* start Record excerpts *

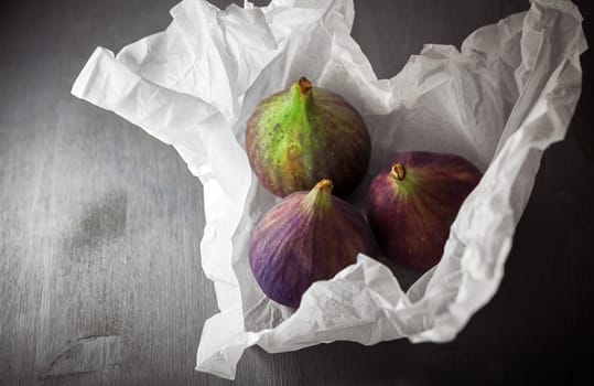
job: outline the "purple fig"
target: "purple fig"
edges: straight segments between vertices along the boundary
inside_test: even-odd
[[[365,175],[371,141],[353,106],[302,77],[258,105],[246,148],[251,169],[273,194],[284,197],[330,179],[343,196]]]
[[[322,180],[310,192],[287,196],[253,232],[251,270],[262,291],[281,304],[298,308],[314,281],[331,279],[358,253],[376,256],[365,218],[332,189],[330,180]]]
[[[454,154],[398,154],[371,182],[367,218],[382,254],[425,270],[439,262],[460,206],[482,173]]]

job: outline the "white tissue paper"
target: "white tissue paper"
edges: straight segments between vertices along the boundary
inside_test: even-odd
[[[204,324],[196,368],[234,378],[255,344],[276,353],[337,340],[453,340],[497,291],[542,151],[563,139],[577,103],[586,42],[576,7],[534,0],[475,31],[461,51],[425,45],[390,79],[377,79],[350,37],[349,0],[225,10],[184,0],[171,14],[164,32],[116,56],[98,47],[72,93],[172,144],[204,186],[202,266],[220,312]],[[369,172],[352,201],[360,204],[370,178],[400,151],[456,153],[485,172],[441,262],[407,291],[407,272],[364,255],[314,283],[298,310],[268,300],[251,277],[250,234],[279,199],[250,170],[246,121],[300,76],[343,95],[369,127]]]

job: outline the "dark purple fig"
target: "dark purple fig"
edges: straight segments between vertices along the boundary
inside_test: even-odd
[[[272,300],[298,308],[317,280],[354,264],[358,253],[375,257],[371,229],[361,214],[332,195],[330,180],[295,192],[268,212],[253,232],[249,262]]]
[[[365,175],[371,141],[353,106],[302,77],[258,105],[246,148],[251,169],[273,194],[309,191],[330,179],[343,196]]]
[[[398,154],[371,182],[367,218],[382,254],[400,266],[438,264],[460,206],[482,173],[454,154]]]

* end Record excerpts *

**Work instructions**
Without including any pictures, print each record exactly.

**Result for this exercise**
job: outline the "purple fig"
target: "purple fig"
edges: straight segments between vertices along the boundary
inside_test: even-odd
[[[365,175],[371,141],[353,106],[302,77],[258,105],[246,148],[251,169],[273,194],[284,197],[330,179],[343,196]]]
[[[322,180],[310,192],[287,196],[253,232],[251,270],[262,291],[281,304],[298,308],[314,281],[331,279],[358,253],[376,256],[365,218],[332,189],[330,180]]]
[[[454,154],[398,154],[371,182],[367,218],[382,254],[425,270],[439,262],[460,206],[482,173]]]

job: outline the "white tissue paper"
target: "white tissue paper"
edges: straight segments between vertices along the boundary
inside_test: even-odd
[[[204,324],[196,368],[234,378],[255,344],[276,353],[337,340],[453,340],[497,291],[542,151],[563,139],[577,103],[586,42],[576,7],[534,0],[475,31],[461,51],[425,45],[390,79],[377,79],[350,37],[349,0],[225,10],[184,0],[171,14],[164,32],[116,56],[98,47],[72,93],[172,144],[204,186],[202,266],[220,312]],[[369,172],[352,201],[360,204],[370,178],[400,151],[456,153],[485,172],[441,262],[407,291],[407,272],[364,255],[314,283],[298,310],[268,300],[251,277],[250,234],[279,199],[250,170],[246,121],[300,76],[343,95],[369,127]]]

job: outline the "dark purple fig"
target: "dark purple fig"
edges: straight segments between vertices along the boundary
inside_test: even-odd
[[[272,300],[298,308],[317,280],[354,264],[358,253],[375,257],[371,229],[361,214],[332,195],[330,180],[295,192],[268,212],[253,232],[249,262]]]
[[[365,175],[371,141],[353,106],[302,77],[258,105],[246,148],[251,169],[273,194],[309,191],[330,179],[343,196]]]
[[[398,154],[371,182],[367,218],[382,254],[400,266],[438,264],[460,206],[482,173],[454,154]]]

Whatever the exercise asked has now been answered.